- _Selected text_:
- - - - - - -

|Publication number||US4688593 A|
|Application number||US 06/809,645|
|Publication date||Aug 25, 1987|
|Filing date||Dec 16, 1985|
|Priority date||Dec 16, 1985|
|Publication number||06809645, 809645, US 4688593 A, US 4688593A, US-A-4688593, US4688593 A, US4688593A|
|Inventors||Ronald E. Pringle, Arthur J. Morris|
|Original Assignee||Camco, Incorporated|
|Export Citation||BiBTeX, EndNote, RefMan|
|Patent Citations (12), Referenced by (17), Classifications (18), Legal Events (8)|
|External Links: USPTO, USPTO Assignment, Espacenet|
In many wells, such as oil and gas wells, a submersible pump, such as an electrically operated pump, is requried to pump fluid from the well to the surface. In these wells it has been necessary to utilize a reverse flow check valve in the tubing string above the pump to prevent backflow of the well fluid to the formation when the pump is shut down. Backflow of the production fluid to the formation is generally not desirable as it sometimes results in formation damage. Another reason for the use of the reverse flow check valve is that reverse fluid flow through most electrical submersible pumps results in pump damage. Presently the reverse flow check valves being generally used consist of a ball and seat. However, this type of valve has short life due to the continuous contact of the production flow path with and erosion of the valve ball and seat.
The present invention is directed to the provision of a reverse flow check valve which is dependable, has a long life and one in which reverse flow pump through capabilities can be provided if it is desired to kill the well.
The present invention is directed to a reverse flow check valve for a well which includes a housing having a bore and is adapted to be placed in a well. Valve closure means are provided in the bore moving between open and closed positions for allowing upward flow of fluid through the bore but preventing downward flow of fluid through the bore. A flow tube is telescopically movable in the housing upwardly for opening and protecting the valve closure member and seat and downwardly for actuating the closing of the valve closure means. Means are connected to the flow tube for biasing the flow tube downwardly for closing the valve and pressure responsive means is connected to the flow tube for moving the flow tube upwardly in response to an upward flow rate pressure drop for opening the valve closure means. The housing has a port between the bore and the outside of the housing. The valve closure means is releasably connected to the housing and initially blocks the port but can be moved downwardly for opening the port for allowing the valve to pump fluid downwardly through the valve if desired.

- - - - - - -

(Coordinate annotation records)
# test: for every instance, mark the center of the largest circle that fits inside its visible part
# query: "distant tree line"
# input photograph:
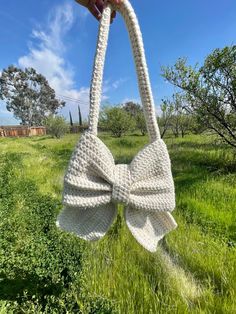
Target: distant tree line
(206, 100)
(209, 91)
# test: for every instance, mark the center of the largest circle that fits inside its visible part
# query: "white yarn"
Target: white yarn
(93, 183)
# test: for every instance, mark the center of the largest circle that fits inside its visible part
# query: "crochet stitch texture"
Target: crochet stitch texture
(93, 183)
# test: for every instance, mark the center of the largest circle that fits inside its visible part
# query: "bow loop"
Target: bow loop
(93, 184)
(121, 185)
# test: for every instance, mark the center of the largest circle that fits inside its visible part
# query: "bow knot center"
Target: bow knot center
(121, 186)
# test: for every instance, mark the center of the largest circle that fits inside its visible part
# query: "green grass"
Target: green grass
(44, 270)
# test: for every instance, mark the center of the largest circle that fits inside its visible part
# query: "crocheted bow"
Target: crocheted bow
(94, 184)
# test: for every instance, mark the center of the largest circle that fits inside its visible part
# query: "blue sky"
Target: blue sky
(58, 38)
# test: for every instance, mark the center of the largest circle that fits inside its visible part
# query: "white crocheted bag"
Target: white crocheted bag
(93, 183)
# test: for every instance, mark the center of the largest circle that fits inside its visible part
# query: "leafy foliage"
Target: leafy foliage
(116, 120)
(28, 95)
(56, 126)
(210, 90)
(135, 110)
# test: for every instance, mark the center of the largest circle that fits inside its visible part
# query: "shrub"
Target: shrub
(116, 120)
(56, 126)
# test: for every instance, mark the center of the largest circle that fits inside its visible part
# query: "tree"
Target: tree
(56, 126)
(28, 95)
(136, 111)
(166, 113)
(180, 120)
(116, 120)
(80, 117)
(210, 90)
(71, 120)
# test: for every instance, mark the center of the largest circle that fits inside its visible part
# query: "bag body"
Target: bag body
(94, 184)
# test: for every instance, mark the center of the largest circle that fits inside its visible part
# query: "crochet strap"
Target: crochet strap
(135, 35)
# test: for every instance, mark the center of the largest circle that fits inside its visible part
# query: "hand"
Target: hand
(96, 7)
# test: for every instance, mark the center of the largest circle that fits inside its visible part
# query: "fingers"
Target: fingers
(100, 4)
(94, 10)
(113, 15)
(96, 7)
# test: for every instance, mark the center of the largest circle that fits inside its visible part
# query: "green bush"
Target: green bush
(56, 126)
(116, 120)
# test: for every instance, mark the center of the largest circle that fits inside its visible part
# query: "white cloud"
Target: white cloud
(47, 56)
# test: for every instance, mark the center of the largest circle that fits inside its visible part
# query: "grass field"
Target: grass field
(44, 270)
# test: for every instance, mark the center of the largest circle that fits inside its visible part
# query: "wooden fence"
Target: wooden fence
(20, 131)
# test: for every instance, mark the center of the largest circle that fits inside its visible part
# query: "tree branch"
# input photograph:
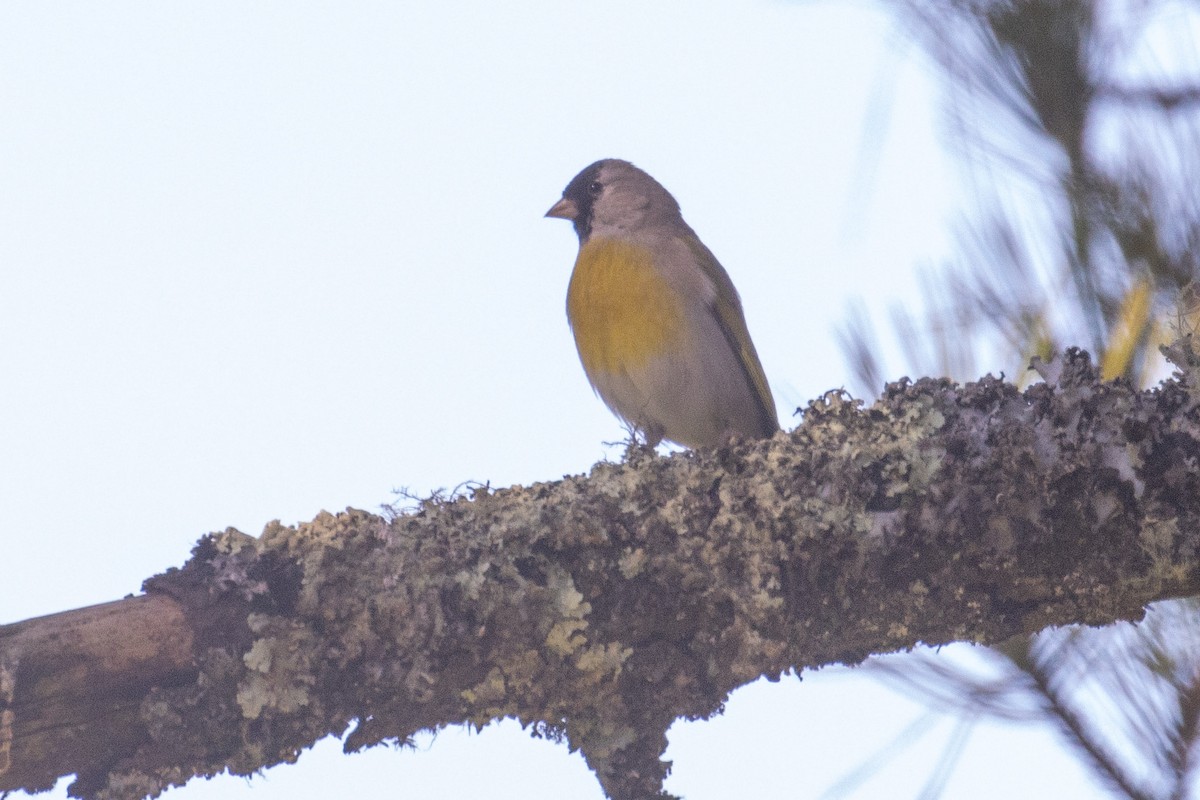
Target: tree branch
(600, 608)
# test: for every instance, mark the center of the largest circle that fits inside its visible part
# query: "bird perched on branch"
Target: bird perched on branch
(657, 320)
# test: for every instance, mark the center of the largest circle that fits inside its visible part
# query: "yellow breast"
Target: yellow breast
(622, 312)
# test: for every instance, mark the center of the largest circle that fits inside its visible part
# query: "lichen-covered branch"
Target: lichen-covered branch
(600, 608)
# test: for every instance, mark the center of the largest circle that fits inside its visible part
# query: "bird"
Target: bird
(657, 320)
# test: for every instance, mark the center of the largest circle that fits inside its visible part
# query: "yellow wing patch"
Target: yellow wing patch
(621, 311)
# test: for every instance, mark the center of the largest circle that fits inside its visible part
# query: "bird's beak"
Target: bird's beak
(564, 210)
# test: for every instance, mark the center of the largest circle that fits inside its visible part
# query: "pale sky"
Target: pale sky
(264, 259)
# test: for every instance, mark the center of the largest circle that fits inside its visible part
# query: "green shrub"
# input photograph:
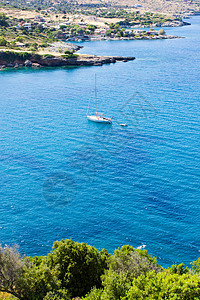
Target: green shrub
(78, 266)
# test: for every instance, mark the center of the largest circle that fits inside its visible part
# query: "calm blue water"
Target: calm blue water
(64, 177)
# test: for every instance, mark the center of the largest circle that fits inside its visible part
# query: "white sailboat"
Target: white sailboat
(98, 118)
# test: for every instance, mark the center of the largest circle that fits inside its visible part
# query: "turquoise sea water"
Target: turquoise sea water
(65, 177)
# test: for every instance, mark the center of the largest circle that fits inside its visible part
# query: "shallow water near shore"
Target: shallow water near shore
(65, 177)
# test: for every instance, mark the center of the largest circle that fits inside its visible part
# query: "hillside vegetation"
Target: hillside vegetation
(92, 6)
(74, 270)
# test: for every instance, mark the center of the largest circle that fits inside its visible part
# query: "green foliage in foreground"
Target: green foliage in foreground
(78, 270)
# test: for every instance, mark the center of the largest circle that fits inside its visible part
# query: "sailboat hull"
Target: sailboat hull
(99, 119)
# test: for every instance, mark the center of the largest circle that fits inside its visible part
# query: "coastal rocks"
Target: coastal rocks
(28, 63)
(80, 60)
(37, 61)
(36, 65)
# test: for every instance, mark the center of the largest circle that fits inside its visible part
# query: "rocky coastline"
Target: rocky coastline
(59, 61)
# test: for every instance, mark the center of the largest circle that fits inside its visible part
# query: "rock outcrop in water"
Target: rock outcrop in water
(59, 61)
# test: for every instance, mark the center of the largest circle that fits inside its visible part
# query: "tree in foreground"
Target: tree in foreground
(78, 266)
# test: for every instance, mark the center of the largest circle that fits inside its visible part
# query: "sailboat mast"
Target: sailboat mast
(95, 91)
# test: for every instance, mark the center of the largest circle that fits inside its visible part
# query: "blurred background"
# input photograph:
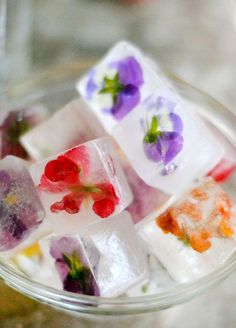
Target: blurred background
(194, 39)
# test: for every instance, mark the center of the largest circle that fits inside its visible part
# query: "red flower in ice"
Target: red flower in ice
(64, 174)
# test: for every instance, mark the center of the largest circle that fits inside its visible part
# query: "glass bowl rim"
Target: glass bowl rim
(122, 305)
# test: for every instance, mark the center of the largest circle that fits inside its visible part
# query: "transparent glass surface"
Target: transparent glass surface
(55, 88)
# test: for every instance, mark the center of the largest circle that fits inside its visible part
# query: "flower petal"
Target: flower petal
(153, 151)
(126, 101)
(177, 122)
(130, 72)
(172, 144)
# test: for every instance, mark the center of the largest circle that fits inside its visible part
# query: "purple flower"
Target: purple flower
(163, 146)
(124, 87)
(72, 267)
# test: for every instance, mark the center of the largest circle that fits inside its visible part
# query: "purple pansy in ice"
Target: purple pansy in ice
(124, 86)
(162, 144)
(72, 267)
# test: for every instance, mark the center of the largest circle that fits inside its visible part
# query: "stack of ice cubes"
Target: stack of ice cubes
(120, 178)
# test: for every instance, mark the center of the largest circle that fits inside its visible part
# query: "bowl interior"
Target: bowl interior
(55, 89)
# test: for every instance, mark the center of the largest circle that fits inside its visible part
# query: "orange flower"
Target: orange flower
(200, 241)
(168, 224)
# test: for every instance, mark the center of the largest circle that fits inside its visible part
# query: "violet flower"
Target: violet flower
(72, 268)
(124, 87)
(163, 146)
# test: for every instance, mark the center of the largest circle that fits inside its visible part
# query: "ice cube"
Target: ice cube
(82, 185)
(196, 234)
(169, 143)
(66, 254)
(115, 254)
(21, 211)
(14, 124)
(227, 166)
(36, 266)
(116, 85)
(68, 127)
(145, 198)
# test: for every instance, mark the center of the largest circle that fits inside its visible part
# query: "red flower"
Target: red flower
(105, 201)
(62, 169)
(64, 173)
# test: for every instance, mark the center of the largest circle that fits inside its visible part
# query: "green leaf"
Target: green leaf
(153, 132)
(154, 125)
(112, 86)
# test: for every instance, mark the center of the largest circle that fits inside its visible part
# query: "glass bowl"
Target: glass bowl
(55, 88)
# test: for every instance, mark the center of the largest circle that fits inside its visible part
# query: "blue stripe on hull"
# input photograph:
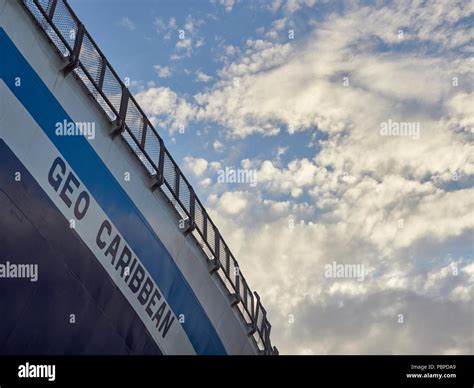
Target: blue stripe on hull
(35, 316)
(92, 171)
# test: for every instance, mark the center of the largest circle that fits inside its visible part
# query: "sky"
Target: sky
(351, 123)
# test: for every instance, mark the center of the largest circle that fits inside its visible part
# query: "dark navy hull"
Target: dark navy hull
(36, 316)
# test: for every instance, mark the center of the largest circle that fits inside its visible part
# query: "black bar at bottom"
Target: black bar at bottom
(311, 371)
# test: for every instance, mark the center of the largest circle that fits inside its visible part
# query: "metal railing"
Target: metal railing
(83, 58)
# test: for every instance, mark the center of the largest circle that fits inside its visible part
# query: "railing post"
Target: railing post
(51, 8)
(118, 126)
(74, 56)
(159, 178)
(103, 66)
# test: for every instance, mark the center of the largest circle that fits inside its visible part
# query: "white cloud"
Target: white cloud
(218, 146)
(389, 203)
(162, 71)
(202, 77)
(197, 165)
(228, 4)
(126, 23)
(165, 108)
(232, 203)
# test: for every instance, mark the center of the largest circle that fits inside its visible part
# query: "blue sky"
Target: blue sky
(297, 91)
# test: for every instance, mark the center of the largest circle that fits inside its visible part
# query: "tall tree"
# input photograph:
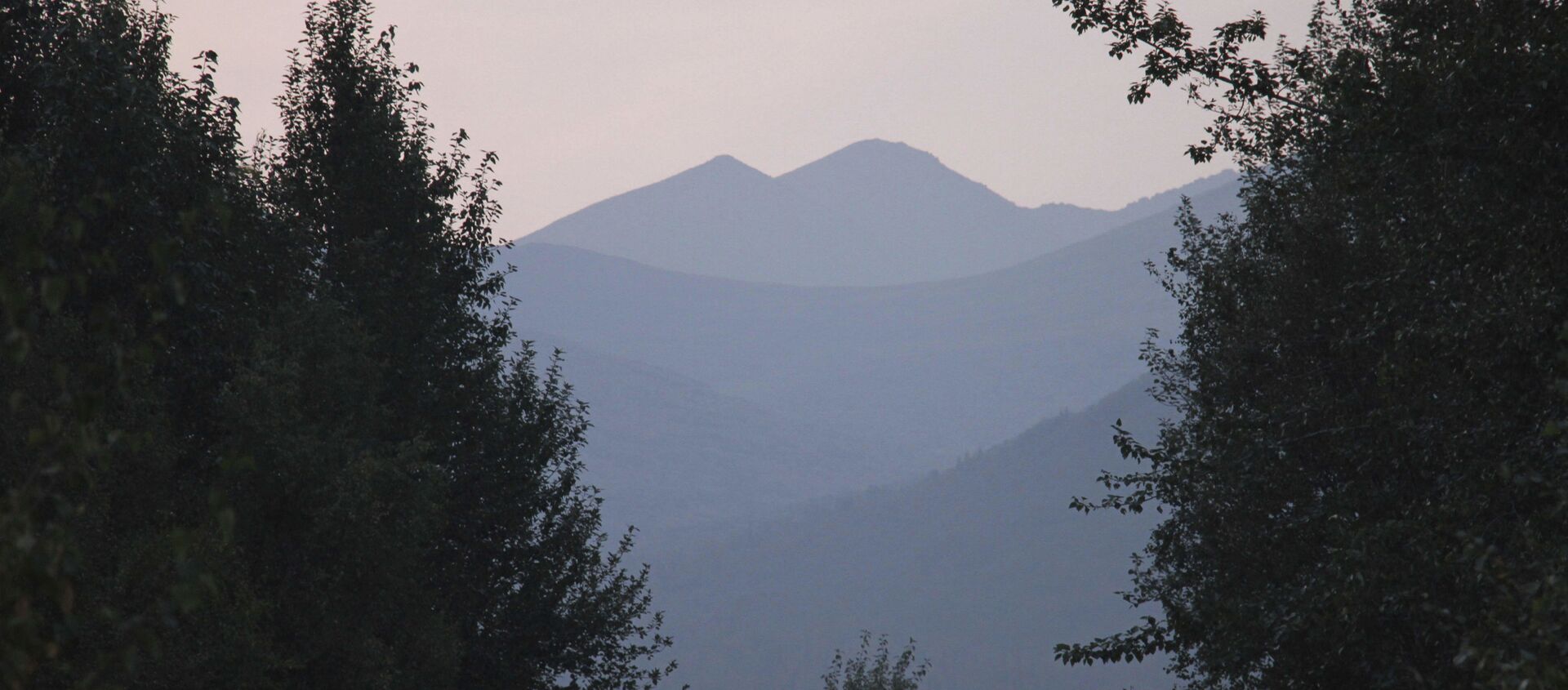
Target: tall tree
(1360, 488)
(265, 422)
(526, 577)
(124, 214)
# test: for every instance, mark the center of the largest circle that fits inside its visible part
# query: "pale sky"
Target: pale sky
(586, 99)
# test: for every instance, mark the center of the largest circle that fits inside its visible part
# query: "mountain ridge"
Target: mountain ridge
(871, 214)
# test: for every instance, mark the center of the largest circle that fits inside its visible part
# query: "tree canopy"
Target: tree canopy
(1363, 485)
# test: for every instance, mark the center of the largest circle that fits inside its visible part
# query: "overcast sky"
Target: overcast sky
(586, 99)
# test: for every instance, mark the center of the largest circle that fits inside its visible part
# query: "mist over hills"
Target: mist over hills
(925, 371)
(983, 565)
(787, 451)
(871, 214)
(670, 453)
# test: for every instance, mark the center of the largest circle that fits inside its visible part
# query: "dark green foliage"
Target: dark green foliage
(875, 669)
(1361, 490)
(264, 427)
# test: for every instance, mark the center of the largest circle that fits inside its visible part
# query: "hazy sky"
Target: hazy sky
(586, 99)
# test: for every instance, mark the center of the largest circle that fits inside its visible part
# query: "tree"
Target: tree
(875, 669)
(267, 424)
(523, 574)
(1360, 487)
(122, 197)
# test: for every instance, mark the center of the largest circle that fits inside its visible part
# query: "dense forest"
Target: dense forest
(269, 419)
(265, 422)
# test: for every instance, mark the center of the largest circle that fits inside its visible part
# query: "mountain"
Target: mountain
(670, 453)
(983, 565)
(924, 372)
(871, 214)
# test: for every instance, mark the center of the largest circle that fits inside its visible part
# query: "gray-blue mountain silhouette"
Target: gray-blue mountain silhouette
(985, 565)
(871, 214)
(925, 371)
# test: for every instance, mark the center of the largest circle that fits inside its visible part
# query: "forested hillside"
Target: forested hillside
(985, 565)
(925, 371)
(262, 427)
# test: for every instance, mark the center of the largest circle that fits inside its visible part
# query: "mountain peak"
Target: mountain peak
(877, 156)
(726, 163)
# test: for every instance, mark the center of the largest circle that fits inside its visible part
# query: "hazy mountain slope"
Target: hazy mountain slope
(929, 371)
(872, 214)
(983, 565)
(671, 453)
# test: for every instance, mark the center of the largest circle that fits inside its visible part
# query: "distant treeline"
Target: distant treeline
(1368, 485)
(265, 422)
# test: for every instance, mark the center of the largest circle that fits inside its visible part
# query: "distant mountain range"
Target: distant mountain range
(784, 371)
(925, 371)
(871, 214)
(983, 565)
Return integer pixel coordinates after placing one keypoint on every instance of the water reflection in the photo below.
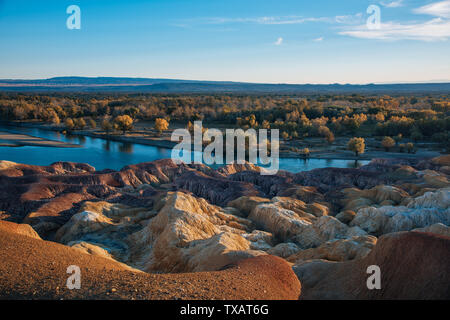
(126, 147)
(107, 145)
(115, 155)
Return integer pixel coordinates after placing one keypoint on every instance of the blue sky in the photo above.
(283, 41)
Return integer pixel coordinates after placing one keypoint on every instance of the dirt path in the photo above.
(8, 139)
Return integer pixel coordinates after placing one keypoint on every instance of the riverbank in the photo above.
(8, 139)
(318, 148)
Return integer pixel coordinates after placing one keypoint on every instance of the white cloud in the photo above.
(438, 9)
(276, 20)
(392, 4)
(279, 41)
(433, 30)
(349, 19)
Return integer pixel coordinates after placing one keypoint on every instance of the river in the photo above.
(106, 154)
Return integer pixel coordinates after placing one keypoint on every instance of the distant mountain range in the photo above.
(152, 85)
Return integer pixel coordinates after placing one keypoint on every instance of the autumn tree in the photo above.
(107, 125)
(326, 133)
(357, 145)
(69, 124)
(161, 125)
(387, 143)
(92, 123)
(410, 147)
(80, 123)
(124, 123)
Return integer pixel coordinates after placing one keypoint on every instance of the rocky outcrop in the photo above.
(337, 250)
(189, 234)
(413, 265)
(428, 209)
(31, 268)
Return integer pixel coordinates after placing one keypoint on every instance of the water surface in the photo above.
(106, 154)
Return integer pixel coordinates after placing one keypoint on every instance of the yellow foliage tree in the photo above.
(357, 145)
(161, 125)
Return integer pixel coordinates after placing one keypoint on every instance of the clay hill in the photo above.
(162, 230)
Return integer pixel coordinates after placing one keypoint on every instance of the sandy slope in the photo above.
(31, 268)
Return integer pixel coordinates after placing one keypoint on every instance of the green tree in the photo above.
(161, 125)
(357, 145)
(69, 124)
(388, 143)
(124, 123)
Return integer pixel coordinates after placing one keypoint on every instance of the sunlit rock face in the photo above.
(355, 247)
(189, 234)
(425, 210)
(421, 273)
(162, 217)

- - - - - - -

- _Written problem_:
Please answer these questions from the check valve patent text:
1. Which company is listed as the original assignee?
2. What do the reverse flow check valves presently in general use consist of?
3. In which direction does the pressure responsive means move the flow tube in response to an upward flow rate pressure drop?

- _Solved problem_:
1. Camco, Incorporated
2. A ball and seat
3. Upwardly